= Significantly viewed out-of-market television stations in the United States =

Significantly viewed signals permitted to be carried or the Significantly Viewed list (SV) is a federal law which allows television stations as determined by the Federal Communications Commission (FCC) to be carried by cable and other multichannel video programming distributor (MVPD) providers outside their assigned Nielsen designated market area (DMA). This legislation was passed to protect viewers living near market boundaries from losing local television stations with significant viewership outside their market. It also allows for the carriage of local foreign stations in markets along international borders.

==History==

In 2005, the FCC completed a study of media markets and created a list of counties where out-of-market television stations are significantly viewed over the air. The study also looked at the viewership history of Community Access Television (CATV) installations throughout the country, the predecessor of cable television. Present-day cable-television content is more focused on premium-channel programming than its original purpose of picking up local programming from television stations in a specific area.

Due to the advance of digital cable during the 2010s, cable providers such as Comcast and Time Warner Cable (present-day Spectrum) began removing out-of-market television stations from basic-cable lineups to conserve bandwidth use, eliminate redundant network affiliates, and fulfill federal mandates to keep local affiliates.

===Significantly-viewed channel preservation and CATV===
Two examples of SV-channel preservation on digital cable and CATV favoring a non-designated market area are in Belvidere, New Jersey, along the Delaware River. Phillipsburg, Milford, Frenchtown, and Lambertville are all downstream on the Delaware. Belvidere leaned towards the Philadelphia market in television reception, since could not receive New York City-area stations. Because it is in Warren County, however, it is officially part of the New York City television market. When cable providers advanced with premium programming and (later) digital cable service, the Philadelphia stations disappeared from basic cable tiers; KYW-TV, WCAU, and WTXF-TV, however, were later moved to the digital-cable tier.

===Redundant affiliates===
An example of redundant affiliates serving the same area is in Harrisonburg, Virginia. The Harrisonburg DMA consists of two Virginia counties and one West Virginia county. Harrisonburg is a fringe area because it is within the National Radio Quiet Zone, 100 mi from Washington, D.C. and Richmond (whose DMA had formerly included Harrisonburg) and Roanoke, Virginia, and about 40 mi from Charlottesville, Virginia (a separate media market which had also been part of the Richmond DMA). Comcast's Harrisonburg system carries two ABC affiliates (in-market affiliate WHSV-TV and Richmond station WRIC-TV), four NBC affiliates (WVIR-TV in Charlottesville, WRC-TV in Washington, D.C., WSLS-TV in Roanoke, and WWBT in Richmond), two CBS affiliates (WUSA in Washington and WTVR in Richmond), and two Fox affiliates (WHSV's second digital subchannel and WTTG in Washington).

» **Work instructions**
According to the article on significantly viewed stations, why did cable providers start dropping out-of-market stations from basic-cable lineups in the 2010s? Answer in one to three sentences. The records that follow the article come from a separate source.

» **Listing**
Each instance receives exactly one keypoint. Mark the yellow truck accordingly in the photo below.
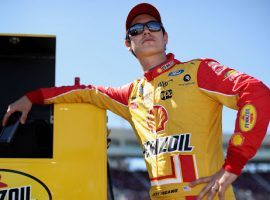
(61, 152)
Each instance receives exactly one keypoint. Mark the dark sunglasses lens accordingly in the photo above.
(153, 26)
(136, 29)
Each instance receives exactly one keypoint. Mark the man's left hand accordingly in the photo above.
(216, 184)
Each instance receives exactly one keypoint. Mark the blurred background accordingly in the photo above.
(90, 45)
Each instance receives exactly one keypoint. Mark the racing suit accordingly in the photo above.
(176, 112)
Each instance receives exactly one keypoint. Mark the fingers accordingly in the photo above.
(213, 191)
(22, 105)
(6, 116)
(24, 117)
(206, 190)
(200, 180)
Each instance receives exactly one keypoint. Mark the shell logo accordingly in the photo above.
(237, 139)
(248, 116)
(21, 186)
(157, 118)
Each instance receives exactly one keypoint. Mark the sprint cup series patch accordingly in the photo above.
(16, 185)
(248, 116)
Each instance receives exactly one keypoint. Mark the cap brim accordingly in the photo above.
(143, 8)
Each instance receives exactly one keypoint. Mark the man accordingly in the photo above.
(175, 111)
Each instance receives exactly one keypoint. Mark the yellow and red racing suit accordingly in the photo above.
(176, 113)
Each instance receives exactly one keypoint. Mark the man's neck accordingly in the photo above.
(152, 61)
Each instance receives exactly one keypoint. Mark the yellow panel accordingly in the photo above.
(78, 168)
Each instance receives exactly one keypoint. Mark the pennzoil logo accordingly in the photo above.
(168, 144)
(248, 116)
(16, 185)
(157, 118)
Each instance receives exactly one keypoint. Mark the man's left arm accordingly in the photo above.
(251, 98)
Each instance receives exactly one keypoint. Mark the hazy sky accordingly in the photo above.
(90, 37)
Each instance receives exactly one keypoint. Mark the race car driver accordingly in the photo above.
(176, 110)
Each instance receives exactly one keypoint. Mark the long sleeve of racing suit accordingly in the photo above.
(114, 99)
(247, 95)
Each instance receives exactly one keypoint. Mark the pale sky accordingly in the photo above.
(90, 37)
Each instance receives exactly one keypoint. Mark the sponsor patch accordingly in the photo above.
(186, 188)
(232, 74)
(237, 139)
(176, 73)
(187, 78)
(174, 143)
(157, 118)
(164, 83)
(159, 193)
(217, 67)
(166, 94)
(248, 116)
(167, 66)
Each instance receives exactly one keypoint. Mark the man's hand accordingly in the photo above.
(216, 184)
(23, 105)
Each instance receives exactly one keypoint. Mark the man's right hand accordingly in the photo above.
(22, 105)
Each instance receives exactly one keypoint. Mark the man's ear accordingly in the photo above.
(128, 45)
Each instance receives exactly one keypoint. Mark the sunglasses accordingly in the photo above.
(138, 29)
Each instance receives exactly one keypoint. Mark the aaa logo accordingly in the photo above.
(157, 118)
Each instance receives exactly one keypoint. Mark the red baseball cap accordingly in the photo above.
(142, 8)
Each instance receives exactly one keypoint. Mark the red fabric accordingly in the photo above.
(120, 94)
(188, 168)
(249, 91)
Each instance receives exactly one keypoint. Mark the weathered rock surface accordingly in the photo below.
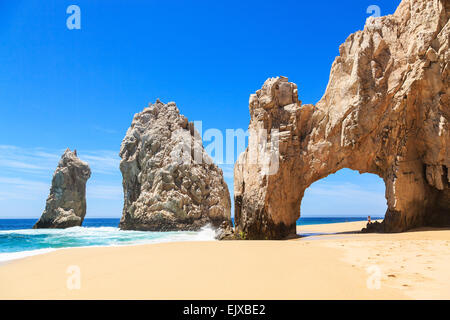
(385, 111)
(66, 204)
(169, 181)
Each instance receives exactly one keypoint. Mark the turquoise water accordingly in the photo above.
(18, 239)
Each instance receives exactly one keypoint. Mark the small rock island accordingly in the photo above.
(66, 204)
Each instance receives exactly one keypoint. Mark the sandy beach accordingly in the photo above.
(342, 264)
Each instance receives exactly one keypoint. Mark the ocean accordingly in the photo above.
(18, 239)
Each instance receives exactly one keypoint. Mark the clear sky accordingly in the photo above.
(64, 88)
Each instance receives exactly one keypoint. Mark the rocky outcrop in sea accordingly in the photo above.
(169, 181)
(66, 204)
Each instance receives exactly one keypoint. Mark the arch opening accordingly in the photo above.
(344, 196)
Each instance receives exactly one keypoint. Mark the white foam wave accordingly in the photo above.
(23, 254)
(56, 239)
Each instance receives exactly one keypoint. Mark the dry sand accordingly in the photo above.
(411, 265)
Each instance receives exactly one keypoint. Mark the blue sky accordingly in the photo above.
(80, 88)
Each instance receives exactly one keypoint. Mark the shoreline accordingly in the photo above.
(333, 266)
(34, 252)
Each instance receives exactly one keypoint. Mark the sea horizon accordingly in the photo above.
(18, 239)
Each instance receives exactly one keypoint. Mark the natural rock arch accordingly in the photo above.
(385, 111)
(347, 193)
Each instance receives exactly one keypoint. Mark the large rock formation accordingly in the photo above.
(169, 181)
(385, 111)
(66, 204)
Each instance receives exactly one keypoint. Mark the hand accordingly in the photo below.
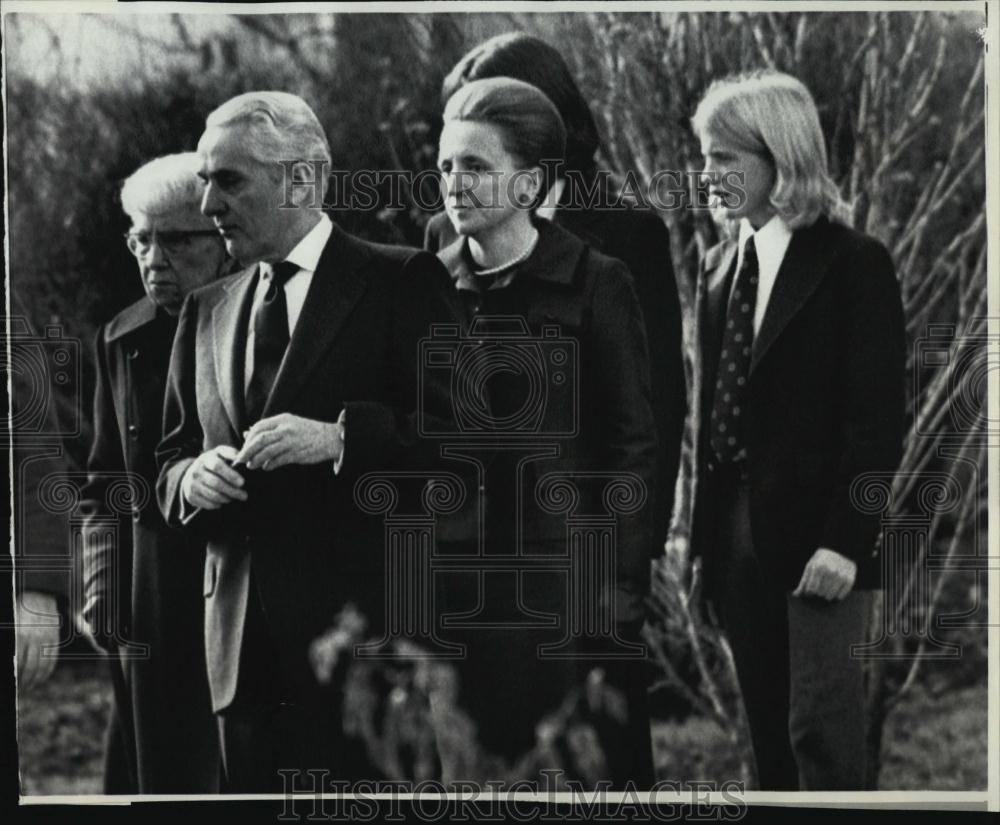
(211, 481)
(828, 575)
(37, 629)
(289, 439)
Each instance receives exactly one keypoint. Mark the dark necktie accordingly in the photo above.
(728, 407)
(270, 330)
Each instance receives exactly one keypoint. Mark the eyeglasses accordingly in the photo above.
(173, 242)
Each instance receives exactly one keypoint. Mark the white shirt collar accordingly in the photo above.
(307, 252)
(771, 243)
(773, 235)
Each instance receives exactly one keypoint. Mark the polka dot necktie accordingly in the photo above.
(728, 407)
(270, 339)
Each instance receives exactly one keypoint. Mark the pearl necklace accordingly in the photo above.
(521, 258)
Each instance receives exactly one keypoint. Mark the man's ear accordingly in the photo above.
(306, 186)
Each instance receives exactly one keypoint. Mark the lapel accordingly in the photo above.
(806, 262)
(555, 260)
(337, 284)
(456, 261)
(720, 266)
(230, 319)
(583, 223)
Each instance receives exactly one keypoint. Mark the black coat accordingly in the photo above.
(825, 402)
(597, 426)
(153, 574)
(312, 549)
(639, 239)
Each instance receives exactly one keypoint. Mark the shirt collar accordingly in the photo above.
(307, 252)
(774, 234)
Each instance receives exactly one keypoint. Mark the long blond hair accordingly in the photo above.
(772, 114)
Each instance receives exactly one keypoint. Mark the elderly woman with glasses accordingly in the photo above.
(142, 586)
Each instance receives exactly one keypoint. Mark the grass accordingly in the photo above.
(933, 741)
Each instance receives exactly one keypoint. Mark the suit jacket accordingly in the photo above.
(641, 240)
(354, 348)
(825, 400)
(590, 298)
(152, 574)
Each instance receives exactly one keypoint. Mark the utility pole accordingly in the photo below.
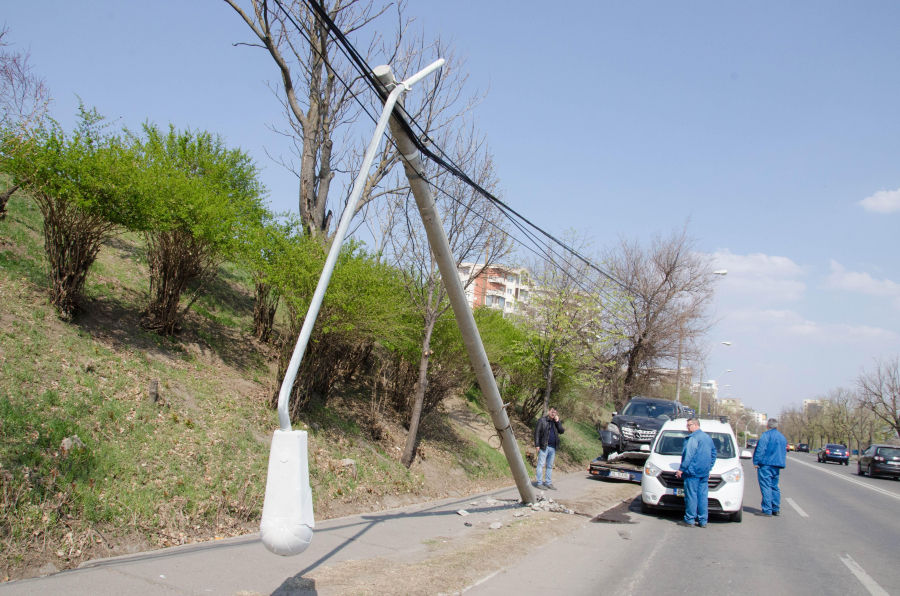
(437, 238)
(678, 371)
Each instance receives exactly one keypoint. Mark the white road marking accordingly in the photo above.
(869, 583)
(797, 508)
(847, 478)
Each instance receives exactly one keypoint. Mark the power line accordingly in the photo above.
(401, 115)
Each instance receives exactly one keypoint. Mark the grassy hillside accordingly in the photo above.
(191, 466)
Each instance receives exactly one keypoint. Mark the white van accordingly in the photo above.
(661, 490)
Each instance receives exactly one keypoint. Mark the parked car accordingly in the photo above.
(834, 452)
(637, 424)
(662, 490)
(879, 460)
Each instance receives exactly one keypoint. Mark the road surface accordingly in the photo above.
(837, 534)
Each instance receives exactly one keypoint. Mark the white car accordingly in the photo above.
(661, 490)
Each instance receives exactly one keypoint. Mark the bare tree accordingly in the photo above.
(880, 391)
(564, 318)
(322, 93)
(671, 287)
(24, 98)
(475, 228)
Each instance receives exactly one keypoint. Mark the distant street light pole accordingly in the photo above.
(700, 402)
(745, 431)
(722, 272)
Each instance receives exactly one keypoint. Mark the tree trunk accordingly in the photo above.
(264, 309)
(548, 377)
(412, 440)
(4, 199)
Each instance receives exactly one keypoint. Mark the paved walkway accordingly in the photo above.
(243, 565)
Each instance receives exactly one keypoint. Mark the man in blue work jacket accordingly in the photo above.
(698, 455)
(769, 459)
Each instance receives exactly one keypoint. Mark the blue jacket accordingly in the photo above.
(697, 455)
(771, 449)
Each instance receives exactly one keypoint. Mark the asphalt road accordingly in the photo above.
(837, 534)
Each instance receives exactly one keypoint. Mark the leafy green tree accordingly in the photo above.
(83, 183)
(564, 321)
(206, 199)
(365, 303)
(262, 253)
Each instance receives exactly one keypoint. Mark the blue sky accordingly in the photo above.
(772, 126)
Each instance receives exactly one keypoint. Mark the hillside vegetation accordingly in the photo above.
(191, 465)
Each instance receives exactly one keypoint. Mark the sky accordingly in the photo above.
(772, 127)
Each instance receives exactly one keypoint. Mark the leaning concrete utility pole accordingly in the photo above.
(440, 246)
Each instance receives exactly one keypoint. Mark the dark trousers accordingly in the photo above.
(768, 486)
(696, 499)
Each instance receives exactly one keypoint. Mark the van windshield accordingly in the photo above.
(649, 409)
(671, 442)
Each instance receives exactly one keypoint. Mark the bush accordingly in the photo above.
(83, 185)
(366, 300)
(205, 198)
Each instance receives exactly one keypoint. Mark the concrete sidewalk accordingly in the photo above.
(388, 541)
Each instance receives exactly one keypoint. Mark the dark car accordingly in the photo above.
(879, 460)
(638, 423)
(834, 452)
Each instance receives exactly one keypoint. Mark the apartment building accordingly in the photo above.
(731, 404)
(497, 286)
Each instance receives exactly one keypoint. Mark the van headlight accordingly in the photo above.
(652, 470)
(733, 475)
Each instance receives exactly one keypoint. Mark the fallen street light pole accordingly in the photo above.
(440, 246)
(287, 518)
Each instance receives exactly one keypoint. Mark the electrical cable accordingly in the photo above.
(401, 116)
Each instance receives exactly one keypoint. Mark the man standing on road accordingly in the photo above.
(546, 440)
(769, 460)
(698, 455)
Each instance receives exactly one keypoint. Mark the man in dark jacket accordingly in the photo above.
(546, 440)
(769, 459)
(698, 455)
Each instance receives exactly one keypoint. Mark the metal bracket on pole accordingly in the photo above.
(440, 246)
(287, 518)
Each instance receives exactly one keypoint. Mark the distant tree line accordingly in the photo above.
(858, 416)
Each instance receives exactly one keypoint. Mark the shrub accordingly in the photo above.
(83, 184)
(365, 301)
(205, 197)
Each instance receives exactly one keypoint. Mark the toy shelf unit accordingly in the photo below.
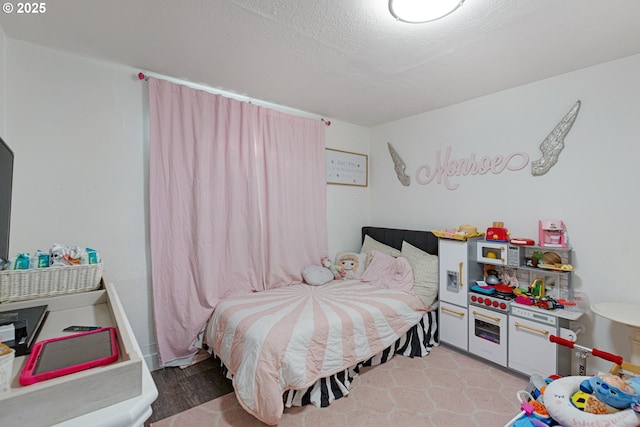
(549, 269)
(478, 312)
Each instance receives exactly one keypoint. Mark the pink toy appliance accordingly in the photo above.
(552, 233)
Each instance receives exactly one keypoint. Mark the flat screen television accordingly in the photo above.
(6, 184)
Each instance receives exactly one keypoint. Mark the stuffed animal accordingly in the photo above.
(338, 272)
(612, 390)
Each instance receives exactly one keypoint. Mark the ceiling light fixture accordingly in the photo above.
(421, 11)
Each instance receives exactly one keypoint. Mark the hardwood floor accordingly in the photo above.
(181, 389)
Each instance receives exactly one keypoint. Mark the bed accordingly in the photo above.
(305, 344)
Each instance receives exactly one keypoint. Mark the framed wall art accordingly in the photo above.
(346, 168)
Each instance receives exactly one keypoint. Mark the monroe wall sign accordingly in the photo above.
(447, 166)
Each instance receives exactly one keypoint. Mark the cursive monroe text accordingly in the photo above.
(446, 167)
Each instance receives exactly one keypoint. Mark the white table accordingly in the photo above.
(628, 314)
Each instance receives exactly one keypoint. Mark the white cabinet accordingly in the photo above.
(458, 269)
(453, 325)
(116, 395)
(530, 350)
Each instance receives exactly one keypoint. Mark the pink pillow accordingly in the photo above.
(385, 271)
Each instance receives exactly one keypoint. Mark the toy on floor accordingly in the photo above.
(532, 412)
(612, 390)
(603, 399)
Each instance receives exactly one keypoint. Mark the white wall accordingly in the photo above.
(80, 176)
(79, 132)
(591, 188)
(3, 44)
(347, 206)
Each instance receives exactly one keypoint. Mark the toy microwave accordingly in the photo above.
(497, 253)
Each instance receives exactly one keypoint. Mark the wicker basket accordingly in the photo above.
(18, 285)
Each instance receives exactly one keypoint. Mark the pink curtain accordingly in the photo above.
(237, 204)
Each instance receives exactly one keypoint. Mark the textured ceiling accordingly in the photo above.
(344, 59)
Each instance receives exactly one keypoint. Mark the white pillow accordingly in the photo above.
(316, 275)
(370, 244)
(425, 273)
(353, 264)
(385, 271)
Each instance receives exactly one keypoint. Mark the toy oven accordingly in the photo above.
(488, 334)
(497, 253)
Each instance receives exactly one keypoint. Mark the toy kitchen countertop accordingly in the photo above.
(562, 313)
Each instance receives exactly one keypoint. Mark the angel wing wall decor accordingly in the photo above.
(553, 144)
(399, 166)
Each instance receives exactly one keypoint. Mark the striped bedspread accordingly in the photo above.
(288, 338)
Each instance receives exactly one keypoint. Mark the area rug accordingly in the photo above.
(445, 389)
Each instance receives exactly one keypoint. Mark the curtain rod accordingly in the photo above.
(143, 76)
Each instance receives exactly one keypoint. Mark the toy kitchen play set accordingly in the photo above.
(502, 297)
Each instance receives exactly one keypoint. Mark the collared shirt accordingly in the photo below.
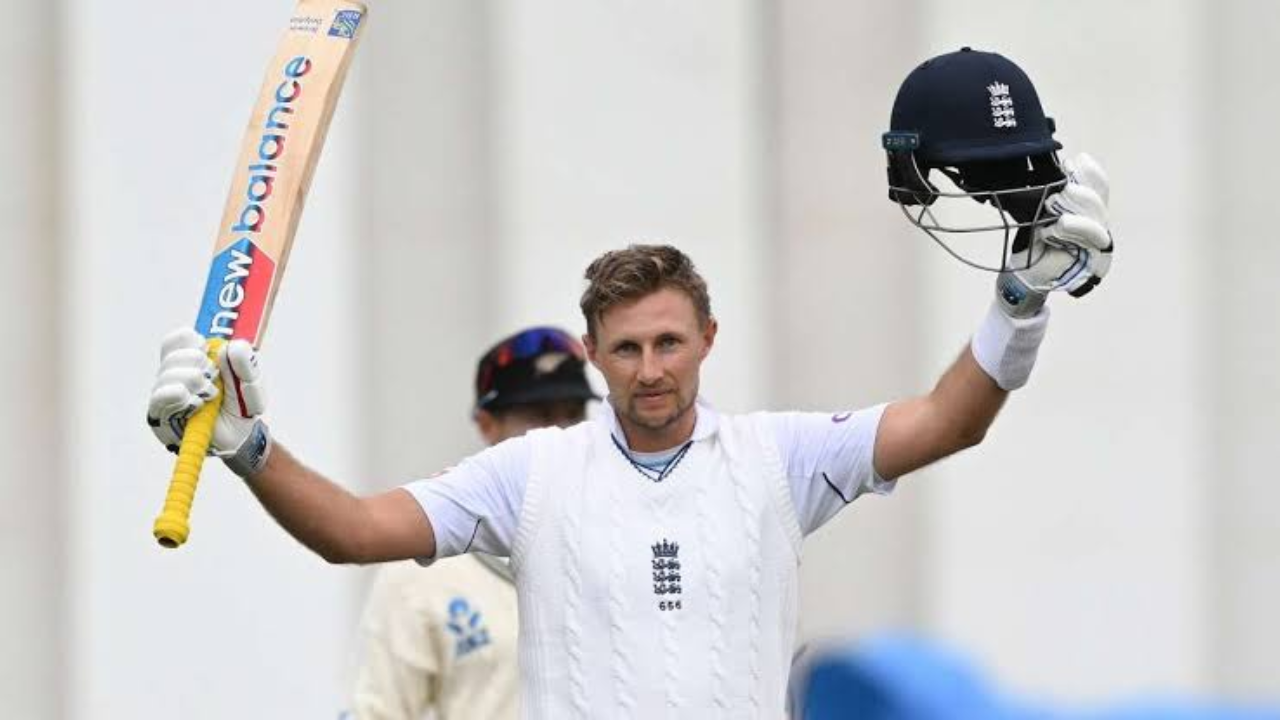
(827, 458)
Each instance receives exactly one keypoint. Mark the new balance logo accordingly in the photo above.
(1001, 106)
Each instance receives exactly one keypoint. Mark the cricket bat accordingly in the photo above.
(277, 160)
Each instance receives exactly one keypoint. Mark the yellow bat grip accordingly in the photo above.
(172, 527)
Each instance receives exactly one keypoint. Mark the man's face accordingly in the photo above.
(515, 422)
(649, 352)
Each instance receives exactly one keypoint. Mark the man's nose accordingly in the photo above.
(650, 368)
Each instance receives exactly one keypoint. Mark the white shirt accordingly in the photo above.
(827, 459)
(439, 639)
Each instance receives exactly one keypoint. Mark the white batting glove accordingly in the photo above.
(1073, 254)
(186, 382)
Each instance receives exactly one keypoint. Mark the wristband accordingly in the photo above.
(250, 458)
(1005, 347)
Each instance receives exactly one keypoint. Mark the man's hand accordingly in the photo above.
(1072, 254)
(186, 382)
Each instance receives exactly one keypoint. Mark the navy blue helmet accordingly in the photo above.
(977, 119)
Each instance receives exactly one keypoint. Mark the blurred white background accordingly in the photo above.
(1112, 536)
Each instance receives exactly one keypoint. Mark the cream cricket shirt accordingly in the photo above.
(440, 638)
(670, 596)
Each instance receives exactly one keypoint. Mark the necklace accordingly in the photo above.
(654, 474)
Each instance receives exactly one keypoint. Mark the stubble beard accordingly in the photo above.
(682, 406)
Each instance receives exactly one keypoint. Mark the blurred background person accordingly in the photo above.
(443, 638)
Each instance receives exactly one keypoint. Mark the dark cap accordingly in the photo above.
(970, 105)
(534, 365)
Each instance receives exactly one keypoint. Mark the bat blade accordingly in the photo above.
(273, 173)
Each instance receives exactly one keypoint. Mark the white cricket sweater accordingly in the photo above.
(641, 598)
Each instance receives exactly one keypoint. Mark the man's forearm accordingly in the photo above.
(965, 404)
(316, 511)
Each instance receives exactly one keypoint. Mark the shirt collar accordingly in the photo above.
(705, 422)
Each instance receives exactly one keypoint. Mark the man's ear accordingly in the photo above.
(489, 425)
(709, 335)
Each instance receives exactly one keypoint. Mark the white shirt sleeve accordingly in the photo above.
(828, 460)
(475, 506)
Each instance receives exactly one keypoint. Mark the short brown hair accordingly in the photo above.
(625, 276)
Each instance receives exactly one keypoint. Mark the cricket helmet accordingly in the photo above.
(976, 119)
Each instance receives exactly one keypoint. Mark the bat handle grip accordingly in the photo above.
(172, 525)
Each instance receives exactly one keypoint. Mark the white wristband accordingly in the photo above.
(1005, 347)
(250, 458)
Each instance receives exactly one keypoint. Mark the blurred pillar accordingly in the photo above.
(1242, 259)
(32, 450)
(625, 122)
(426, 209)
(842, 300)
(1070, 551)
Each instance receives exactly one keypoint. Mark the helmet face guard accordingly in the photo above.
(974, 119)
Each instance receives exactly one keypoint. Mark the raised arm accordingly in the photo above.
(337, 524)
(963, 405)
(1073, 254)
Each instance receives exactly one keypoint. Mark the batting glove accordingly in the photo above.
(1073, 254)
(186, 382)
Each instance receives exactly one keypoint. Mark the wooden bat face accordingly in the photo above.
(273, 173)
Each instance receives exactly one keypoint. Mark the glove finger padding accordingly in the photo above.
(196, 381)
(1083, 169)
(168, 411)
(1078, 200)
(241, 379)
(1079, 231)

» **Response to the task**
With the advance of digital cable, providers such as Comcast and Time Warner Cable removed these stations to conserve bandwidth. They also wanted to eliminate redundant network affiliates and fulfill federal mandates to keep local affiliates.